Work instructions:
Transcribe all records exactly.

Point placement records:
───
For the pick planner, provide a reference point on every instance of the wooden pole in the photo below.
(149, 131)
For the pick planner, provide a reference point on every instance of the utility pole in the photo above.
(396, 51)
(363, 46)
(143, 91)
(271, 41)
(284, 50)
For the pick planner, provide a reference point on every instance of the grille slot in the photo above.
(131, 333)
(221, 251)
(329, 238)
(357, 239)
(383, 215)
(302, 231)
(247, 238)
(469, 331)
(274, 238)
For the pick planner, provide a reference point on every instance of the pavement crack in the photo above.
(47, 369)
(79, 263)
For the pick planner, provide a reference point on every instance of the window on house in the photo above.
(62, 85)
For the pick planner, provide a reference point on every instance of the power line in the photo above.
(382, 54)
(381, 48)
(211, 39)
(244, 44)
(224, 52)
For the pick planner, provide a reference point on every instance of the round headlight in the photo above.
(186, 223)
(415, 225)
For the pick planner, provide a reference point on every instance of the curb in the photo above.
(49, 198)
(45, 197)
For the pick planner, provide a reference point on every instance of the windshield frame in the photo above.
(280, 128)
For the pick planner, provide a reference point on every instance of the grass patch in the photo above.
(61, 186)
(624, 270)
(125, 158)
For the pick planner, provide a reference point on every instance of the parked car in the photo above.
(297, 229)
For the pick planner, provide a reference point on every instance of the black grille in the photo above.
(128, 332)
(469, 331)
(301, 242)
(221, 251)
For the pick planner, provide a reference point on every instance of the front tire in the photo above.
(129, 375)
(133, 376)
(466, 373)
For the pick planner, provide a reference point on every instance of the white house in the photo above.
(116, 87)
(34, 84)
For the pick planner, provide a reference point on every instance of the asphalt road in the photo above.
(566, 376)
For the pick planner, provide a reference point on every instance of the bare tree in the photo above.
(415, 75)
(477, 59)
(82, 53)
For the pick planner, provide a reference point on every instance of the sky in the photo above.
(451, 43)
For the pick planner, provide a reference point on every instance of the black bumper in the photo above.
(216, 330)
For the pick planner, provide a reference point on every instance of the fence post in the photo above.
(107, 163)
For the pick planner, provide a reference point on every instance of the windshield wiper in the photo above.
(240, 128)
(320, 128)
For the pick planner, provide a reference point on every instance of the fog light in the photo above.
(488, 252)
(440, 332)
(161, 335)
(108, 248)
───
Final result:
For the pick planner, provide a reference point on every instance of the wooden pole in the photo below.
(149, 131)
For the pick planner, provide a reference point on every instance of the utility pole in the photo above.
(396, 51)
(363, 46)
(143, 91)
(271, 41)
(284, 50)
For the pick planner, provide a reference point on every instance of the grille slot in the photo above.
(131, 333)
(221, 251)
(329, 238)
(357, 239)
(383, 215)
(302, 231)
(247, 238)
(469, 331)
(274, 238)
For the pick planner, provide a reference point on every instance of the pavement crack in the photo above.
(47, 369)
(79, 263)
For the pick planner, provide a reference point on every instance of the window on house in the photo above.
(62, 85)
For the pick planner, provide a reference point on every instance of the power line in the photo above.
(382, 54)
(381, 48)
(211, 39)
(244, 44)
(224, 52)
For the pick planner, provide a reference point on every instance of the round headlight in the photo above.
(186, 223)
(415, 225)
For the pick planner, provide a reference point on every instance of the curb in the photo above.
(49, 198)
(45, 197)
For the pick planner, provide a reference point on every instance of the windshield frame in the photo above.
(280, 128)
For the pick planner, provide a reference point on every instance of the grass patch in the photo above.
(61, 186)
(624, 270)
(125, 158)
For the pick planner, provide a reference point on every instance of the parked car in the photo above.
(297, 229)
For the pick planner, provide a reference point on every instance of the black grille in the photo above.
(128, 332)
(469, 331)
(301, 242)
(221, 251)
For the pick planner, provide a reference point on every instance of the front tire in the photo above.
(129, 375)
(133, 376)
(466, 373)
For the pick planner, provide a reference point on every instance of the white house in the photo above.
(116, 87)
(34, 84)
For the pick planner, provide a reference point on every instance of the asphalt road in the photo above.
(566, 376)
For the pick planner, provide a reference point on every instance of the bare tree in the photo above.
(415, 75)
(477, 59)
(82, 53)
For the pick planner, provide a reference point on every instance of the sky in the photo above.
(451, 43)
For the pick planner, provide a reference point on every instance of the black bumper in the photo above.
(216, 330)
For the pick planner, provide a reference point on every instance of the fence post in the photo above.
(107, 163)
For the pick planner, provide a reference point on every instance of the windshield wiper in the photo above.
(240, 128)
(320, 128)
For the pick planner, provide a reference point on every instance of the fog light in the photo above.
(488, 252)
(440, 332)
(161, 335)
(108, 248)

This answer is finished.